Object position labeling entries:
***

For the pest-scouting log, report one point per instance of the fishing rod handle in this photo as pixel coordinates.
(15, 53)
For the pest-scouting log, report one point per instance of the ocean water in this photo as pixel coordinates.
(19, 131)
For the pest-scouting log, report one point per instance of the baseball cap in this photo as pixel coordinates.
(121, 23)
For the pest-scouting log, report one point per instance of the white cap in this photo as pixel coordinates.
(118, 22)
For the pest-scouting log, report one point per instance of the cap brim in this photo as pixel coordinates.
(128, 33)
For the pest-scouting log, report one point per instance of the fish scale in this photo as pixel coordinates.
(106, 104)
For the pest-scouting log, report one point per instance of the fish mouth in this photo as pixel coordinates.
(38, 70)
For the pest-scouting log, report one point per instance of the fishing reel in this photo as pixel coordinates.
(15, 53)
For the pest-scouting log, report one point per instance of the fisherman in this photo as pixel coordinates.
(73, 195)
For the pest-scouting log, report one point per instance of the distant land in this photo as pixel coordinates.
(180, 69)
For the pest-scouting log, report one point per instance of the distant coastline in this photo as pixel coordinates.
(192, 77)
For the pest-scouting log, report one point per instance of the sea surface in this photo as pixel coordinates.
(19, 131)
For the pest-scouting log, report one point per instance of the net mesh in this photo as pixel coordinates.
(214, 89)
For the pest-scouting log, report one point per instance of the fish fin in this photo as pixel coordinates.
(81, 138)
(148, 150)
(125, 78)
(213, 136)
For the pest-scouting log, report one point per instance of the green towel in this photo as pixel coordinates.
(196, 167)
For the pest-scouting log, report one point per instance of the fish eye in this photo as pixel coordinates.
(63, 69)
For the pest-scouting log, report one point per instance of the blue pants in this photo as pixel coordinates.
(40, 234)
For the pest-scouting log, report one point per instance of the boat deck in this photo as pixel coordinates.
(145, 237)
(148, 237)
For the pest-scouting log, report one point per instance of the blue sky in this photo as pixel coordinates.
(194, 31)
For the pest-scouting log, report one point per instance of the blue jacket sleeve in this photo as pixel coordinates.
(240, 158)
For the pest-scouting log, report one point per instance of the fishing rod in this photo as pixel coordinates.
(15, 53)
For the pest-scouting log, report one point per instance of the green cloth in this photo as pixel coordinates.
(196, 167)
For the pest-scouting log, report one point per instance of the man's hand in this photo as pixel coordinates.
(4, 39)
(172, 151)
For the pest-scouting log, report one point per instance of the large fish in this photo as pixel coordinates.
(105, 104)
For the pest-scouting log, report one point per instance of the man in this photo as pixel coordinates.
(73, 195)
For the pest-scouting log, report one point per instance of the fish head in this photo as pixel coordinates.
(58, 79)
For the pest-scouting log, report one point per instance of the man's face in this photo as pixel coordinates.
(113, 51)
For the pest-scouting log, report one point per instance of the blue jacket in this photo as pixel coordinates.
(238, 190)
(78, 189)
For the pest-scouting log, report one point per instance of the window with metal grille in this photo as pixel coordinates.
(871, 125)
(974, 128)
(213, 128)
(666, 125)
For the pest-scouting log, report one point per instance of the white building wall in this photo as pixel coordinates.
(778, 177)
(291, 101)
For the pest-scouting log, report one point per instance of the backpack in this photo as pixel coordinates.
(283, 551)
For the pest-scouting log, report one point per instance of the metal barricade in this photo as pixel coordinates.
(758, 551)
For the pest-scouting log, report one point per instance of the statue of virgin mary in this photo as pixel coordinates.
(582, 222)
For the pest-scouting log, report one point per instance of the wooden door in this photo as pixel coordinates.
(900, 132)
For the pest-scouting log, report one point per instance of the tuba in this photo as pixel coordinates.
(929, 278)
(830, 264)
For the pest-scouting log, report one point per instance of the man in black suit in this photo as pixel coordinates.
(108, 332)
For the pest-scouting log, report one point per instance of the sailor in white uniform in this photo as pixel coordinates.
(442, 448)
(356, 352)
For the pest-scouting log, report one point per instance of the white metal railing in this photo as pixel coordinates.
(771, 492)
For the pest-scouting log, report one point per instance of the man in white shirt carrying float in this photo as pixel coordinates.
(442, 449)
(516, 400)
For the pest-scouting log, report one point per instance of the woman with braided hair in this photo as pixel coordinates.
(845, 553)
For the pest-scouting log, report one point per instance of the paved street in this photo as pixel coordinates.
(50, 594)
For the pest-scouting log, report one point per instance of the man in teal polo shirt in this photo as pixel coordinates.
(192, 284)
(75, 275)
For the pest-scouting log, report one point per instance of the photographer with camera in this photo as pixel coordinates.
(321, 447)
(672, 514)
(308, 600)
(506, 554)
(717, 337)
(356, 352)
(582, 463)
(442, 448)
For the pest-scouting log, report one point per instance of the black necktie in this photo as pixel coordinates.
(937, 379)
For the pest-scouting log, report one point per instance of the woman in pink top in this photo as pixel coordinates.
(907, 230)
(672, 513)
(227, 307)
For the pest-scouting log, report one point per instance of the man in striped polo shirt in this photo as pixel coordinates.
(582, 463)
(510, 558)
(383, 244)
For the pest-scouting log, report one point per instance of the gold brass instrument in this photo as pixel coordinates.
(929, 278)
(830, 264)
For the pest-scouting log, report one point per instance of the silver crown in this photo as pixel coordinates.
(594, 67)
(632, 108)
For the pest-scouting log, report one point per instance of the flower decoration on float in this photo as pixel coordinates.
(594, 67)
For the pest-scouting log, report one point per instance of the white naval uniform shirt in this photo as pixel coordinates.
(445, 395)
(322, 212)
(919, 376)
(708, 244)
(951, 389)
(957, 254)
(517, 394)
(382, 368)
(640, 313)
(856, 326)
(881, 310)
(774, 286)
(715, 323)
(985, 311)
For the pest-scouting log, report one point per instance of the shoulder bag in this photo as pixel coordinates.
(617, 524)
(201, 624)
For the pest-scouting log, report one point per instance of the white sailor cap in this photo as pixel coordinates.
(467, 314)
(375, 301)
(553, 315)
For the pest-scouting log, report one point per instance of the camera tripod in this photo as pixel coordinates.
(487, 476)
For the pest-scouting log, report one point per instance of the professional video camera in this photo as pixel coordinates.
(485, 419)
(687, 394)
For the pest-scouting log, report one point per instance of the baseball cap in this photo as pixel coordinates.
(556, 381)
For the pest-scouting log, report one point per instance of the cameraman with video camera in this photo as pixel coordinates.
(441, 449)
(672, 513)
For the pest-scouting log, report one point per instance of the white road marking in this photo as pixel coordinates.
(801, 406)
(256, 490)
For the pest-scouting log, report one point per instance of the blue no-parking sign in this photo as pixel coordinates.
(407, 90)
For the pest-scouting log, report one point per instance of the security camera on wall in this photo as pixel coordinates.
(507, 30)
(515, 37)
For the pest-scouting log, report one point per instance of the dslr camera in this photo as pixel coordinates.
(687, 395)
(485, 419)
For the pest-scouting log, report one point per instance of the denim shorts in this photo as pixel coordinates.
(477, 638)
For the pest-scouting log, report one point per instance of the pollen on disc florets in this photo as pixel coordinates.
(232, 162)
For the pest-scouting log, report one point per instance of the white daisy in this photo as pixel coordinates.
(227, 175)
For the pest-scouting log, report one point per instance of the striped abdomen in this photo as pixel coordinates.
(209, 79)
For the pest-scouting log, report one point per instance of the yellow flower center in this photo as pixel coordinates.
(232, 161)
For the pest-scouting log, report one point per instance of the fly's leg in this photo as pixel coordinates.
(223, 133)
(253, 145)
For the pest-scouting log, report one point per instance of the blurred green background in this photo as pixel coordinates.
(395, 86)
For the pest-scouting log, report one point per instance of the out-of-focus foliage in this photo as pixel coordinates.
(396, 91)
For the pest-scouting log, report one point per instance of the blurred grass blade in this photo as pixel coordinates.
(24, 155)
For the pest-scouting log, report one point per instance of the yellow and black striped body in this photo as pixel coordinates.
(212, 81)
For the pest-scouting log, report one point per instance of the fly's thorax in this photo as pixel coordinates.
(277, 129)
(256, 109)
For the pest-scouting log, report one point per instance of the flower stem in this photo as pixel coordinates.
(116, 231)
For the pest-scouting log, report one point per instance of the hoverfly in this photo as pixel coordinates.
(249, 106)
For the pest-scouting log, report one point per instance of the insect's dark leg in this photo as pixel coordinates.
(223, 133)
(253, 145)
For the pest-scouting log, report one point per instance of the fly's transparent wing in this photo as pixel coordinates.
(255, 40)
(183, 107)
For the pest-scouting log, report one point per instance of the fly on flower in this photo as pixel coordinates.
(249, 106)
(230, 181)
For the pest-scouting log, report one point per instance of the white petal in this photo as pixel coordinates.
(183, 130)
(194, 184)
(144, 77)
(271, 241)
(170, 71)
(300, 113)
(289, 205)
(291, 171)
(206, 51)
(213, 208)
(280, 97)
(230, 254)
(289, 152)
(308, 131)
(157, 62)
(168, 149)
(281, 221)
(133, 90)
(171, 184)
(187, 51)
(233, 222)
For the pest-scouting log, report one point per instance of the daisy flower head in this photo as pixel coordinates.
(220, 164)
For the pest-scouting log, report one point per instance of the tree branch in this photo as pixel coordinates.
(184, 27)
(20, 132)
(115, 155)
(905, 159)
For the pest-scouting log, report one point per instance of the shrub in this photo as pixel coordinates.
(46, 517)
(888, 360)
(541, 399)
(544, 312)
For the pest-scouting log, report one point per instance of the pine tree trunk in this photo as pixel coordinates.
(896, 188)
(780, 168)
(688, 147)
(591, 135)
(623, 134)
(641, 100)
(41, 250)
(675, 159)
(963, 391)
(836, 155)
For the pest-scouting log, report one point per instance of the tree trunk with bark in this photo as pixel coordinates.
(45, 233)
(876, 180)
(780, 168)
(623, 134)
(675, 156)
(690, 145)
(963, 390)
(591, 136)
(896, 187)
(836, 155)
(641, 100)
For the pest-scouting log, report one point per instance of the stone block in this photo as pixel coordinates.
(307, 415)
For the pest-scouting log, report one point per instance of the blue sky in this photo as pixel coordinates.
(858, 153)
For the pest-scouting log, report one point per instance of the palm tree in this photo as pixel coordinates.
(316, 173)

***

**WORK INSTRUCTIONS**. Repeat exactly the lines starting at the line with "bark in this photo as pixel coordinates." and ending with the final line of the entries. Include nothing else.

**RESULT OF THIS TASK**.
For the pest-scouting log, report one point per instance of the tree trunk with bark in this photo as pixel coordinates.
(45, 233)
(876, 180)
(780, 168)
(623, 134)
(675, 156)
(690, 145)
(963, 390)
(591, 136)
(896, 187)
(836, 155)
(641, 100)
For the pest-scouting log, report one point per instance of the stone block in this photo as pixel coordinates.
(307, 415)
For the pest-scouting log, report one point per instance of the blue sky in this photo as pixel coordinates.
(858, 153)
For the pest-scouting log, report one point per instance of the palm tree in this photo as pixel coordinates.
(316, 173)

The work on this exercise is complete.